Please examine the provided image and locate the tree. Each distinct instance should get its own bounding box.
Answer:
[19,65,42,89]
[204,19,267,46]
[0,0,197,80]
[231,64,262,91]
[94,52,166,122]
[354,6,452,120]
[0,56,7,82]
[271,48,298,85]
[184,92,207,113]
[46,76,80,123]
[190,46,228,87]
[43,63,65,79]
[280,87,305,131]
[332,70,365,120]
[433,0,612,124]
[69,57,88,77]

### CHALLENGE
Rewrite the entries above as a two-column CSV with the header columns instruction and response, one row per entry. Put each entry's text and its answer in separate quoted fields, with line breaks replaced by spaces.

### CORRECT OUTPUT
instruction,response
"Please examine the provided image and locate the tree. Each distinct instance should get its own bounding box. Answer:","[19,65,42,89] [204,19,267,46] [0,0,197,80] [231,64,262,91] [94,52,166,122] [354,6,452,120] [0,56,7,82] [271,48,298,85] [184,92,207,113] [46,76,80,123] [190,46,228,87] [43,63,65,79] [280,87,305,131] [332,70,365,120] [433,0,612,124] [69,57,88,77]"